TASK BRIEF
Can you carry forward the article on why children reject bitter medicine, shown below ahead of the material, starting right after its final sentence?
[PROVIDED PASSAGE — start]
British actress Julie Andrews' made bitter medicine sweet for her wards in 'Mary Poppins' in 1964. Now, over 40 years later, scientists have given the thumps-up to her recipe, by finding that adding sweet tastes and flavours indeed help kids swallow liquid medications.
Children often refuse take medicines due to its bitter flavour. Now, lead researcher Julie A. Mennella, Ph.D., from Monell Chemical Senses Center in Philadelphia said that child's rejection of bitter medicine and bitter-tasting foods like spinach and other green vegetables is a reflection of their basic biology.
"Children's rejection of unpalatable medications and bitter-tasting foods is a complex product of maturing sensory systems, genetic variation, experiences and culture," said Mennella.
This heightened preference for sweets continues even in their teenage years. By late adolescence, kids start to outgrow their sugary predilection.
"The number one reason for non-compliance among children when taking medicine or eating vegetables is that they don't like the taste," she said.
[PROVIDED PASSAGE — finish]
[DATA SHOWN — start]
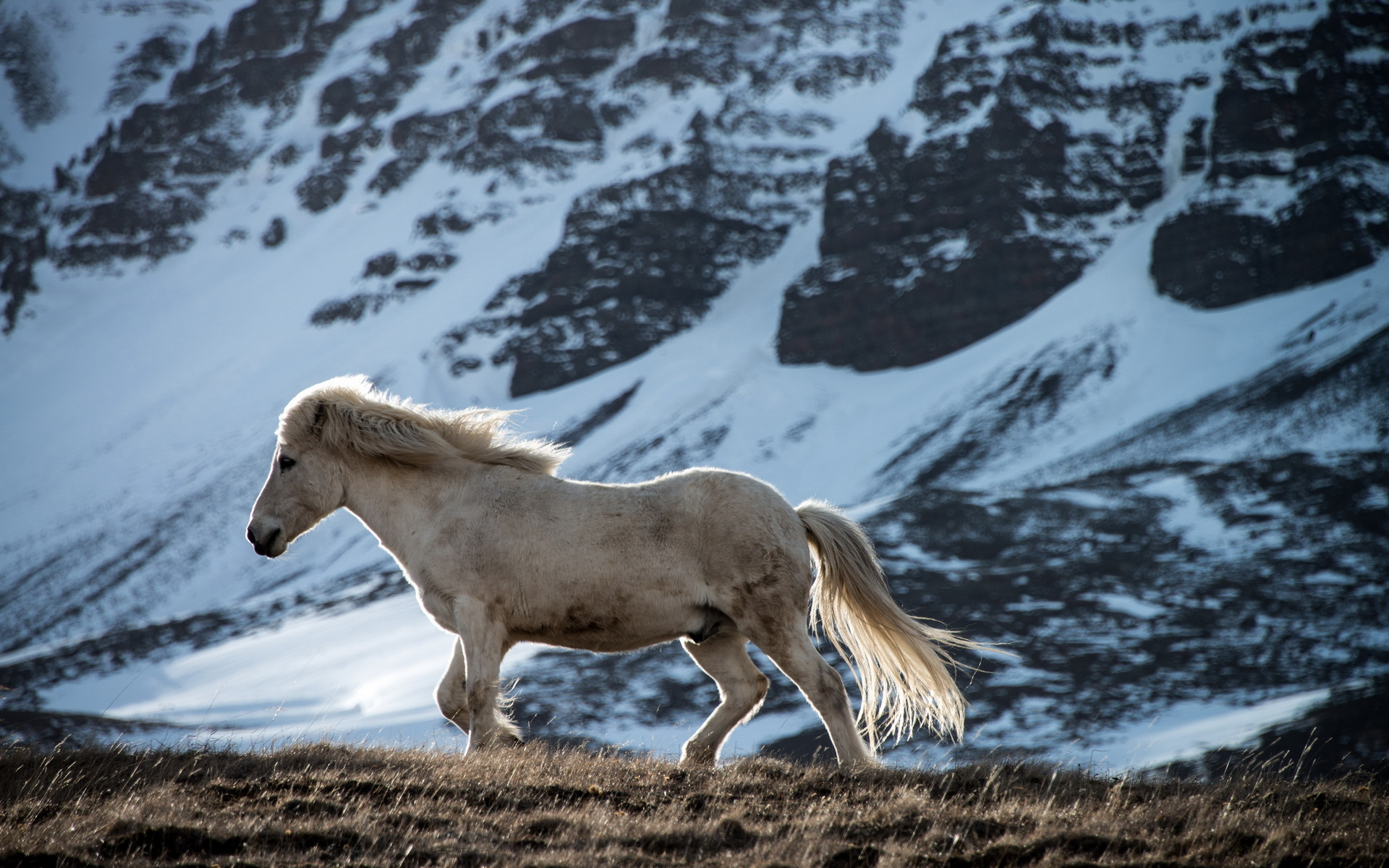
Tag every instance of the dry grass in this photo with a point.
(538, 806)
[DATA SHOWN — finish]
[DATA SHOWN — start]
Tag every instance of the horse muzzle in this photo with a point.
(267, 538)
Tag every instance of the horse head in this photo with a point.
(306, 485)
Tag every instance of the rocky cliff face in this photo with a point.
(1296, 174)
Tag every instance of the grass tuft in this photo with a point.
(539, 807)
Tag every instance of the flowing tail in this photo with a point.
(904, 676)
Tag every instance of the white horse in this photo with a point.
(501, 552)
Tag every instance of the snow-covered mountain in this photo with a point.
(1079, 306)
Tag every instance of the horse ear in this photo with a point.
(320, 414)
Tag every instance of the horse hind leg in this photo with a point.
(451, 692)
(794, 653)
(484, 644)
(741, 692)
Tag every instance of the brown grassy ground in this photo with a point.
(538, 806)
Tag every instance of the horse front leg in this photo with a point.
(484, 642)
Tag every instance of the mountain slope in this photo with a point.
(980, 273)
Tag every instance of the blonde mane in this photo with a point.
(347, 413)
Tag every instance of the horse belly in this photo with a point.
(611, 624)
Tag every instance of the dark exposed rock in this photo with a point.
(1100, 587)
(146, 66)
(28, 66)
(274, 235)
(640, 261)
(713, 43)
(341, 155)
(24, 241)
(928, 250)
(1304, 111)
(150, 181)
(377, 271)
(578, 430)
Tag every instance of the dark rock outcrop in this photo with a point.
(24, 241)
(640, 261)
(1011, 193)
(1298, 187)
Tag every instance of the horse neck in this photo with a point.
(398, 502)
[DATA SHOWN — finish]
RESPONSE AREA
"Just look at a child's face when they're eating some of these things!" she added.
Previous study led by Mennella showed that variation in TAS2R38 gene is linked to the perception of bitterness in children and their parents.
For some medications, masking the bitterness is possible by encapsulating the bitter chemical in pill or tablet form, or by using special "bitter blockers" that numb the tongue's receptors.
But many children have trouble swallowing pills, so liquid formulations are needed. Adding sweet tastes and flavours that children like helps the medicine go down.
Mennella said that babies begin developing their unique tasting profile while still in the womb. What a mother eats while pregnant and nursing enhances a newborn's acceptance of foods.
"We find that the more a mother eats fruits when she's pregnant, the more a child will accept fruits and vegetables," she added.
The study was presented at the 236th National Meeting of the American Chemical Society.